* **Problem to solve**
Among the entries below, please show each line that carries the word "spice".

[Collected data]

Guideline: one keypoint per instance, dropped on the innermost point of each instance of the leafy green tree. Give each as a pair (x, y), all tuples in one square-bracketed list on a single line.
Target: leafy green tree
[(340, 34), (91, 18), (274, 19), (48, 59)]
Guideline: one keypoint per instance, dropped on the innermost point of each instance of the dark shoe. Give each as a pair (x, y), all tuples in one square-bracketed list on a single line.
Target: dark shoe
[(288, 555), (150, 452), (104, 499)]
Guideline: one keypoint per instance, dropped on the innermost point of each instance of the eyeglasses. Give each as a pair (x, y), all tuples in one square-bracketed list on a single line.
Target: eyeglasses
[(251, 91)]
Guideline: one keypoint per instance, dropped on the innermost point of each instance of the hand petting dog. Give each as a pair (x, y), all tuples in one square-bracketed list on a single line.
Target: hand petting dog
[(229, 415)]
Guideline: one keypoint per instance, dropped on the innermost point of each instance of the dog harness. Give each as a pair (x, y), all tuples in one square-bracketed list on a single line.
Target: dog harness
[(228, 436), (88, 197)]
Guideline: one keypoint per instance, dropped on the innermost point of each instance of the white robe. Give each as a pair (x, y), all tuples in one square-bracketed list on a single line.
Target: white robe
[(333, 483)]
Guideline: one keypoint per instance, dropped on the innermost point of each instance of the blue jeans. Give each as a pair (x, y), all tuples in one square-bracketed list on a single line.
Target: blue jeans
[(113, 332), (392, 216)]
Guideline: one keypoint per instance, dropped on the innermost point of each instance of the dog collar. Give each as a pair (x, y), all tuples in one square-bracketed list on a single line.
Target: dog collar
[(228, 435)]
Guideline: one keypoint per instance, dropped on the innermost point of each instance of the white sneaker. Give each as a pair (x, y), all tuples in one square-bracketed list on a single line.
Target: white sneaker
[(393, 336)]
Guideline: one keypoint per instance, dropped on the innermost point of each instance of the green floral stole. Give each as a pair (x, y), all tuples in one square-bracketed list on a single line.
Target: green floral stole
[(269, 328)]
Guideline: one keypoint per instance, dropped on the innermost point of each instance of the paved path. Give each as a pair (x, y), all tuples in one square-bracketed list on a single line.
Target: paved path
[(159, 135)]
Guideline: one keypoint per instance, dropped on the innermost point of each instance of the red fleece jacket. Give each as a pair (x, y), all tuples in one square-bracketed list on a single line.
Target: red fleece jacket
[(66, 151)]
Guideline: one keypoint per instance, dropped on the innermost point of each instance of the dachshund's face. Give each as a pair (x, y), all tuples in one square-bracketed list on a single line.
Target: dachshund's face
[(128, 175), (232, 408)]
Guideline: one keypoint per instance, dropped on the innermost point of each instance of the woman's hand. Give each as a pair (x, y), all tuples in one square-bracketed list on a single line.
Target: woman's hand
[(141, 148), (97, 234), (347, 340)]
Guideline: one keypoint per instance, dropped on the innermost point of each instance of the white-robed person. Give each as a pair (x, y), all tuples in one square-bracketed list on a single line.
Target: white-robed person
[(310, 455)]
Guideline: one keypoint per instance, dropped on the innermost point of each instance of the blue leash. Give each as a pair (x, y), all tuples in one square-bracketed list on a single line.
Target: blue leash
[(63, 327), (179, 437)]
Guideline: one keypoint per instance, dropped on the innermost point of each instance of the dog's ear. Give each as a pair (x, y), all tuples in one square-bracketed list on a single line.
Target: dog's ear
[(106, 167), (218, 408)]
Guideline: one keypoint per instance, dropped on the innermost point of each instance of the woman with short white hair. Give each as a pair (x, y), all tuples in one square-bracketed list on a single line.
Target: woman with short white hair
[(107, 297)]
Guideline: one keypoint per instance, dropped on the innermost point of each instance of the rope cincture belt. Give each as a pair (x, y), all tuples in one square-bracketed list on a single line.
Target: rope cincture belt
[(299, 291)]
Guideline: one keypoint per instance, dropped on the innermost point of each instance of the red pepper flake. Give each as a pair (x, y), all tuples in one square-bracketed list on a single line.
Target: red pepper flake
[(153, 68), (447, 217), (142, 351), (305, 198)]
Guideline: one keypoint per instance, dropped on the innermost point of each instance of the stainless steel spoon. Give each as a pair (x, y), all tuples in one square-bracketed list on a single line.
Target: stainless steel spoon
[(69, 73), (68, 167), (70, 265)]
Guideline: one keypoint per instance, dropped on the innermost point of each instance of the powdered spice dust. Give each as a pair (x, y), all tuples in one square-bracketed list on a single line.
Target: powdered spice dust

* **Solution to this exercise**
Guideline: one keypoint per instance, dropped on the innermost point of each instance of the powdered spice dust. Give each as a pair (x, y), all tuples in one square-bracketed list on a single line.
Target: powdered spice dust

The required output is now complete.